The entries follow. Copy every line in which "hull" appears.

BEGIN Entries supplied

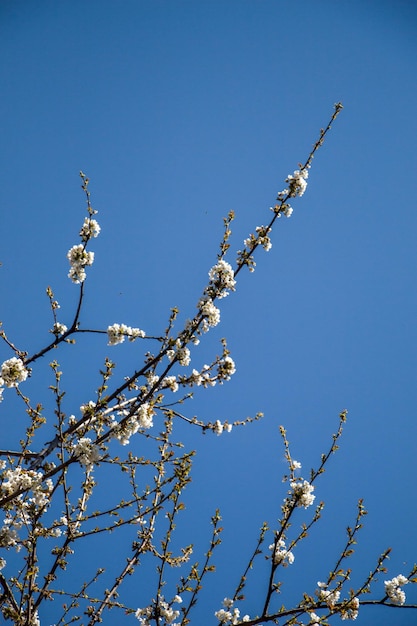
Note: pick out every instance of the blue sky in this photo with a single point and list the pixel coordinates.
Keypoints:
(180, 111)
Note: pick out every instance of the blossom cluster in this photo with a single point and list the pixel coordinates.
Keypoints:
(79, 258)
(230, 615)
(59, 329)
(297, 184)
(219, 428)
(350, 610)
(281, 554)
(303, 492)
(326, 595)
(12, 372)
(89, 229)
(180, 354)
(261, 237)
(86, 452)
(393, 589)
(223, 278)
(165, 611)
(211, 313)
(117, 333)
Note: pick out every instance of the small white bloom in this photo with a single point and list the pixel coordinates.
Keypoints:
(303, 491)
(326, 595)
(281, 554)
(222, 275)
(89, 229)
(13, 372)
(117, 333)
(59, 329)
(393, 589)
(86, 452)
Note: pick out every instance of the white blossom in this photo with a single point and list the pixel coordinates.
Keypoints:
(59, 329)
(117, 333)
(297, 183)
(142, 418)
(281, 554)
(350, 610)
(211, 313)
(218, 427)
(393, 589)
(303, 491)
(13, 372)
(89, 229)
(87, 452)
(326, 595)
(171, 383)
(226, 368)
(222, 275)
(180, 354)
(79, 258)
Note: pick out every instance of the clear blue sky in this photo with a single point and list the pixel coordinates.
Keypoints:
(180, 111)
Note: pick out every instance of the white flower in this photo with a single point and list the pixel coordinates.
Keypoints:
(79, 258)
(171, 383)
(393, 589)
(181, 354)
(350, 610)
(89, 229)
(297, 182)
(141, 419)
(226, 368)
(303, 491)
(118, 332)
(211, 313)
(13, 372)
(222, 275)
(281, 554)
(86, 452)
(218, 427)
(327, 596)
(59, 329)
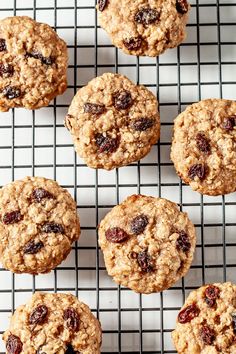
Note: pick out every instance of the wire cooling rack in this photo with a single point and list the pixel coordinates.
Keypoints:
(36, 143)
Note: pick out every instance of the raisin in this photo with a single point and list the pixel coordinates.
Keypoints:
(37, 55)
(3, 46)
(102, 4)
(197, 170)
(133, 255)
(229, 123)
(188, 313)
(182, 242)
(234, 322)
(116, 235)
(106, 143)
(203, 144)
(33, 247)
(211, 294)
(138, 224)
(70, 350)
(94, 108)
(12, 217)
(38, 315)
(142, 124)
(210, 302)
(6, 70)
(122, 100)
(145, 262)
(52, 227)
(72, 319)
(134, 43)
(207, 335)
(14, 345)
(146, 16)
(182, 6)
(39, 194)
(11, 92)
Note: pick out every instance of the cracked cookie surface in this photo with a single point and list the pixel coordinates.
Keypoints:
(53, 323)
(38, 224)
(113, 122)
(206, 323)
(144, 27)
(33, 63)
(148, 244)
(204, 146)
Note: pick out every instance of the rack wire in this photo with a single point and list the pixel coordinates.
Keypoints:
(36, 143)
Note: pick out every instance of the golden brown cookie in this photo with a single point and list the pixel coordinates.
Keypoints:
(148, 244)
(113, 122)
(53, 323)
(33, 63)
(207, 322)
(38, 224)
(204, 146)
(144, 27)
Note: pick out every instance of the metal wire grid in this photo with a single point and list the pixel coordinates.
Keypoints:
(150, 318)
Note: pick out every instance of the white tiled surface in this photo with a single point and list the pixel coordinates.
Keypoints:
(194, 61)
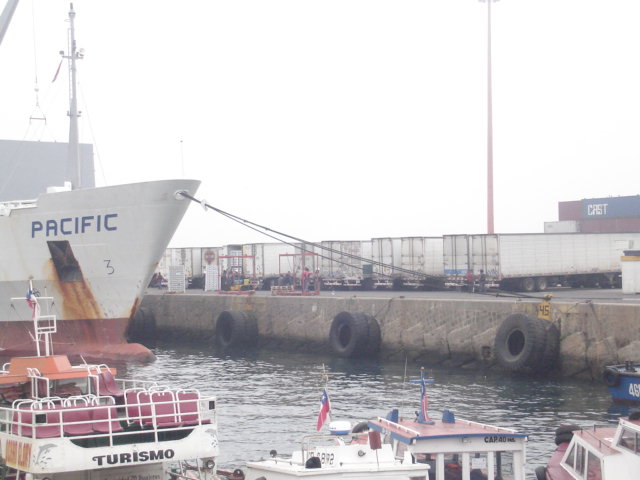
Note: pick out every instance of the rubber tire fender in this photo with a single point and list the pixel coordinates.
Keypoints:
(354, 335)
(236, 328)
(611, 377)
(520, 342)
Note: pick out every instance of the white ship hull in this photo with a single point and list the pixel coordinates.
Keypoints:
(94, 251)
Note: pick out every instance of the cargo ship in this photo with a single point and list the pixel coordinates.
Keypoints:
(93, 250)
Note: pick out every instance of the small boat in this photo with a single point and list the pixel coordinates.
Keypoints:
(397, 448)
(62, 421)
(606, 452)
(623, 382)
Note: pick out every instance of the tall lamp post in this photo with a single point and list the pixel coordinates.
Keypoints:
(490, 228)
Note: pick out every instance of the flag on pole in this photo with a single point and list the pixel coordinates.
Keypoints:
(325, 408)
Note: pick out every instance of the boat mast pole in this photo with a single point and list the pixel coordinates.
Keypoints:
(74, 141)
(5, 17)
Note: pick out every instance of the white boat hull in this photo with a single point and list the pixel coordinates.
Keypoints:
(94, 252)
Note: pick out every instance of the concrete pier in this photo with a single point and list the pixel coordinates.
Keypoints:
(439, 331)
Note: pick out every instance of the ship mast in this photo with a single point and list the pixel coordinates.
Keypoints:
(5, 17)
(74, 142)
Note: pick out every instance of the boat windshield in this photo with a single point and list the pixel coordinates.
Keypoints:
(629, 440)
(583, 463)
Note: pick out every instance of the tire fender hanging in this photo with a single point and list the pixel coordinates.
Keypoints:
(354, 335)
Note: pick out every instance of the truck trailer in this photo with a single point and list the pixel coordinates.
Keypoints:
(534, 261)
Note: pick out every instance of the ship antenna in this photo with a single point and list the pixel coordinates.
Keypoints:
(74, 141)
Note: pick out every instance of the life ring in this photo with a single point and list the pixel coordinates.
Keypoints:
(611, 376)
(526, 343)
(360, 427)
(236, 328)
(354, 335)
(564, 433)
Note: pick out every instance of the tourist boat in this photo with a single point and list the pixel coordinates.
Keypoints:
(623, 382)
(397, 448)
(93, 250)
(608, 452)
(80, 422)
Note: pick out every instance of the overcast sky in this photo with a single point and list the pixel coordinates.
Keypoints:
(342, 120)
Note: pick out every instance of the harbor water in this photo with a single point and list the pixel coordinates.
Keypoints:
(270, 399)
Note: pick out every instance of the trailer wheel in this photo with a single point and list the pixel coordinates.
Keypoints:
(541, 284)
(236, 328)
(528, 284)
(520, 343)
(354, 335)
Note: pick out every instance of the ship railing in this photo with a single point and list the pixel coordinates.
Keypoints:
(90, 416)
(7, 207)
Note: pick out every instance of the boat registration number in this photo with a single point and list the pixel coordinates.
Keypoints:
(325, 458)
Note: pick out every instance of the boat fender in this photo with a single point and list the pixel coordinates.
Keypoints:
(564, 433)
(526, 343)
(354, 335)
(611, 376)
(313, 462)
(360, 427)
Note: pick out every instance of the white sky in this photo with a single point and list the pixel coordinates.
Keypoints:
(343, 119)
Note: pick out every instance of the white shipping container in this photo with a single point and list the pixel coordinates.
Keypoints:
(336, 261)
(388, 252)
(556, 254)
(422, 255)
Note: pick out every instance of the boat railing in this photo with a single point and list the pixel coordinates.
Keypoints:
(389, 424)
(7, 207)
(91, 416)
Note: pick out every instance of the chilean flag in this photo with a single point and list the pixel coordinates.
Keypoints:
(325, 408)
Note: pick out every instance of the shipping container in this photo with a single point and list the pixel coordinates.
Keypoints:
(266, 263)
(611, 207)
(531, 262)
(421, 257)
(386, 254)
(342, 261)
(570, 210)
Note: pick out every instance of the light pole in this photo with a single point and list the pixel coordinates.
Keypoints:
(490, 228)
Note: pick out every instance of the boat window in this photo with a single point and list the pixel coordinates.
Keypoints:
(629, 440)
(64, 260)
(571, 457)
(577, 460)
(594, 470)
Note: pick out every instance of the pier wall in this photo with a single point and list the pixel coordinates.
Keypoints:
(454, 332)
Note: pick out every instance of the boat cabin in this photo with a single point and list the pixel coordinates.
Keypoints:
(59, 421)
(600, 453)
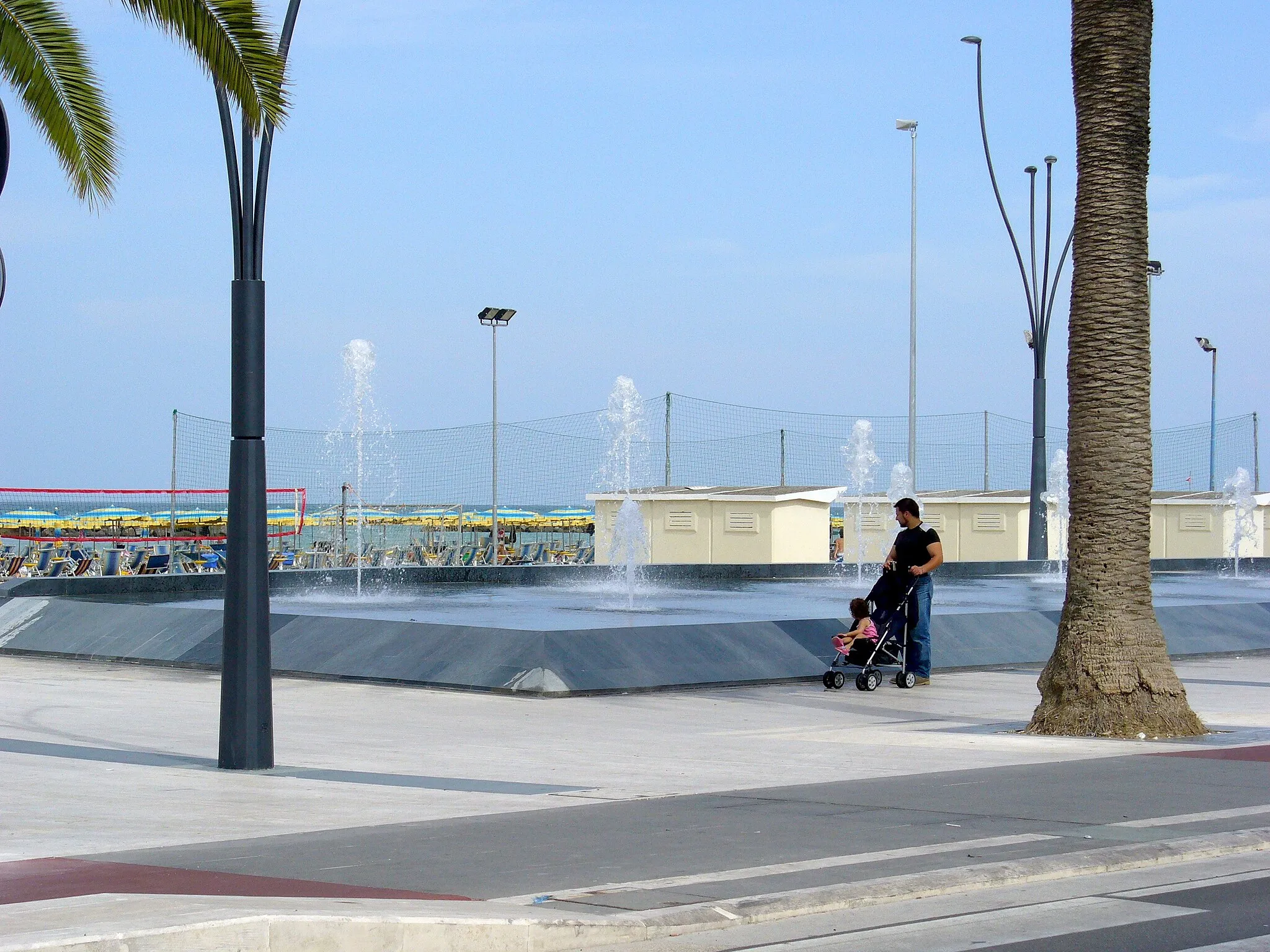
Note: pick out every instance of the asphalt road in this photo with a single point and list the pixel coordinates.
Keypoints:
(869, 828)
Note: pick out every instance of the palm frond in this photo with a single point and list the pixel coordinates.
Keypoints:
(43, 60)
(235, 46)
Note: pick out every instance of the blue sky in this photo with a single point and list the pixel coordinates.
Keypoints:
(708, 197)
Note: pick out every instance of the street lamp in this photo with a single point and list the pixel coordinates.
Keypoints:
(494, 318)
(911, 127)
(247, 689)
(1209, 348)
(1041, 307)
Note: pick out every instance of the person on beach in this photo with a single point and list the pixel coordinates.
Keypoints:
(917, 552)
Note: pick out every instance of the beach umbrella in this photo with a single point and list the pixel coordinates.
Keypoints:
(508, 516)
(324, 517)
(111, 514)
(571, 514)
(435, 516)
(282, 516)
(41, 518)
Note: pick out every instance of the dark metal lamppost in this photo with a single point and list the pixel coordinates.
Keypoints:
(247, 690)
(4, 175)
(494, 318)
(1041, 309)
(1210, 348)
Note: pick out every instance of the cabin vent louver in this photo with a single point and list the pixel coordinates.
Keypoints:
(990, 522)
(1196, 522)
(681, 521)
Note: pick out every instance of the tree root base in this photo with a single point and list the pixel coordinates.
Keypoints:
(1129, 715)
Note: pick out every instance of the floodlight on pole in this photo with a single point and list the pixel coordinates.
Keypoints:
(1210, 348)
(494, 318)
(910, 126)
(1041, 289)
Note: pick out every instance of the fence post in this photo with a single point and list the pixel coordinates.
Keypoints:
(172, 509)
(783, 457)
(985, 451)
(667, 438)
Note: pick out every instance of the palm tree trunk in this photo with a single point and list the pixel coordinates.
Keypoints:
(1110, 674)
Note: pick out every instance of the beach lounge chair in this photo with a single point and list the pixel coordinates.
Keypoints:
(111, 562)
(46, 553)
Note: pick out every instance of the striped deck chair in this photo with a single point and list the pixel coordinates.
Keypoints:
(46, 553)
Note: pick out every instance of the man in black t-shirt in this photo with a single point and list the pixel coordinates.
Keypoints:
(917, 552)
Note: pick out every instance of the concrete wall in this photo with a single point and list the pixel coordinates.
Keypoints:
(799, 532)
(724, 531)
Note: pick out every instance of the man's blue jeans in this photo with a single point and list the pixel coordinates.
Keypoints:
(920, 627)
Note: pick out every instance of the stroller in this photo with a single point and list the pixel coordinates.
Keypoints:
(892, 611)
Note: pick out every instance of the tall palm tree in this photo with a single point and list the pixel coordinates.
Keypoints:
(45, 63)
(1110, 673)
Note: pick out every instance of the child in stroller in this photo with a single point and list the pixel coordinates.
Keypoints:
(886, 612)
(858, 644)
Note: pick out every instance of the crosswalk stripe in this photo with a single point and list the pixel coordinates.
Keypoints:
(1196, 818)
(776, 868)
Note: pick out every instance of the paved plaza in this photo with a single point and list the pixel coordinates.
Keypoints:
(407, 804)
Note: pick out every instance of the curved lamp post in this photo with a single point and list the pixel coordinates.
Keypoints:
(1041, 309)
(4, 175)
(247, 690)
(1210, 348)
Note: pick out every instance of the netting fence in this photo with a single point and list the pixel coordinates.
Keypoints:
(126, 516)
(683, 441)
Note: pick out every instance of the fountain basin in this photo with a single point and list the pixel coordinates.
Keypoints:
(580, 639)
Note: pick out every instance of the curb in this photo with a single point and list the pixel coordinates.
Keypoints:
(521, 932)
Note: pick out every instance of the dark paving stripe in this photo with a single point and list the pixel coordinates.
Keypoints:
(1228, 683)
(540, 851)
(1258, 754)
(58, 878)
(150, 758)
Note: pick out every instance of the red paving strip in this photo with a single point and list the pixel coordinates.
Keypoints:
(55, 878)
(1258, 754)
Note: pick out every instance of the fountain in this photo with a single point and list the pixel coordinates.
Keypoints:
(365, 432)
(861, 461)
(624, 469)
(1059, 498)
(1237, 494)
(902, 485)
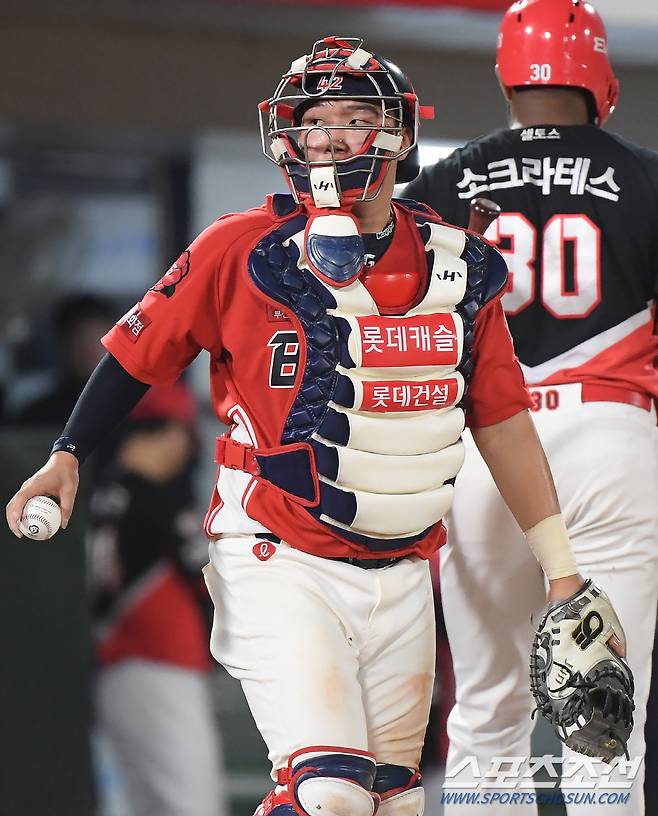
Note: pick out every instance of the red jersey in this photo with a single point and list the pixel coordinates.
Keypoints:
(340, 406)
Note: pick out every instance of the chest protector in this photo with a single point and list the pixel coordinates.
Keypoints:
(372, 443)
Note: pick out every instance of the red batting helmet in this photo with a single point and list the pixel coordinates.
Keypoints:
(557, 42)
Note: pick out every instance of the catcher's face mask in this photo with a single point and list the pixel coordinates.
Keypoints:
(337, 118)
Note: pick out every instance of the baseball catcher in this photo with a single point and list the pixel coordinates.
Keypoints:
(579, 680)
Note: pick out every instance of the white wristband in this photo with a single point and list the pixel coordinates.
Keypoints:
(549, 542)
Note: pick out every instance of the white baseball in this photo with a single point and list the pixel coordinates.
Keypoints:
(41, 518)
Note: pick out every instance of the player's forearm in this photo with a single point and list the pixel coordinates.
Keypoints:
(109, 396)
(517, 462)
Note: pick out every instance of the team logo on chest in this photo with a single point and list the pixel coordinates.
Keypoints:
(285, 359)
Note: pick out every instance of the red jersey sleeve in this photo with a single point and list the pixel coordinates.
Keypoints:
(497, 390)
(180, 315)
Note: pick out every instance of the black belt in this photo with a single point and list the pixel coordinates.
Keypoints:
(370, 563)
(363, 563)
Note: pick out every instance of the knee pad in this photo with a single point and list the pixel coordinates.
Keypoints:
(400, 790)
(336, 782)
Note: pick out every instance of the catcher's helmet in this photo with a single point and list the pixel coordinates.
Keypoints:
(557, 42)
(340, 68)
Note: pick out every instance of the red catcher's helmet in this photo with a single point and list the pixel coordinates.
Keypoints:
(557, 42)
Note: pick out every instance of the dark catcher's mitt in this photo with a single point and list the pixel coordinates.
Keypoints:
(583, 687)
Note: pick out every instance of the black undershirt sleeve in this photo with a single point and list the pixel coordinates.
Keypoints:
(108, 397)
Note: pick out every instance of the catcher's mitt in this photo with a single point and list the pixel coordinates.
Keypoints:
(583, 687)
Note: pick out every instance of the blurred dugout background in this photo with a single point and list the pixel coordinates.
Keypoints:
(125, 128)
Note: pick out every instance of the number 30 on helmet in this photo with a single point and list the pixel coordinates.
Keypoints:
(557, 42)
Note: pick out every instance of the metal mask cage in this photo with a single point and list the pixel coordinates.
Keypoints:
(283, 138)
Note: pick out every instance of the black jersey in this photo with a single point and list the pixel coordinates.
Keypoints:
(579, 231)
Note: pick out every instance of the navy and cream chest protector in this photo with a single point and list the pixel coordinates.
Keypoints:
(380, 398)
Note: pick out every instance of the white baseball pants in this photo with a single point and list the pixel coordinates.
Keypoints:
(328, 654)
(604, 458)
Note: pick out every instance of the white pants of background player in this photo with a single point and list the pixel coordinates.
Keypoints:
(604, 460)
(328, 654)
(158, 719)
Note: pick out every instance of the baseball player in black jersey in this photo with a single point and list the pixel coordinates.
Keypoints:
(578, 230)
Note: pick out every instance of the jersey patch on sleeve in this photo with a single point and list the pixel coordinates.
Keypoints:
(169, 281)
(133, 323)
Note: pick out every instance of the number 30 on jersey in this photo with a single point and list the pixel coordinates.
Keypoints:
(562, 298)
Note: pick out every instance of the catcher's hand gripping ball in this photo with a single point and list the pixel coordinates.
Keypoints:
(579, 682)
(41, 518)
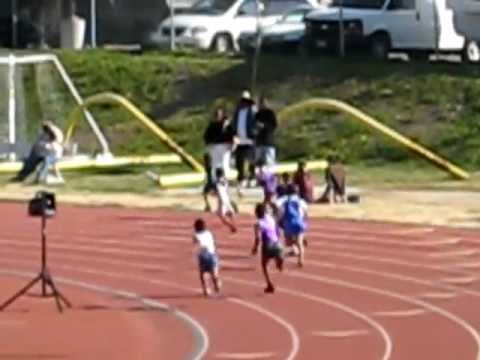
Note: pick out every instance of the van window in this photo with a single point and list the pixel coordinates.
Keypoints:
(360, 4)
(401, 5)
(211, 6)
(248, 8)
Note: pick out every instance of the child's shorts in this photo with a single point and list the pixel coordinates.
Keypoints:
(207, 262)
(290, 230)
(272, 251)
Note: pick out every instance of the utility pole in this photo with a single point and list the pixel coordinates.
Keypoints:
(341, 30)
(172, 25)
(258, 45)
(93, 23)
(14, 19)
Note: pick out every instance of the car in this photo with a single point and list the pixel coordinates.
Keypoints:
(217, 24)
(418, 27)
(286, 34)
(466, 19)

END Entries supplied

- [Response area]
Note: pick out every instance of the white ship hull in this photo with a single point and list the pixel coordinates.
Note: pick out every instance of the white boat hull in this photo with a single point and list the pixel coordinates.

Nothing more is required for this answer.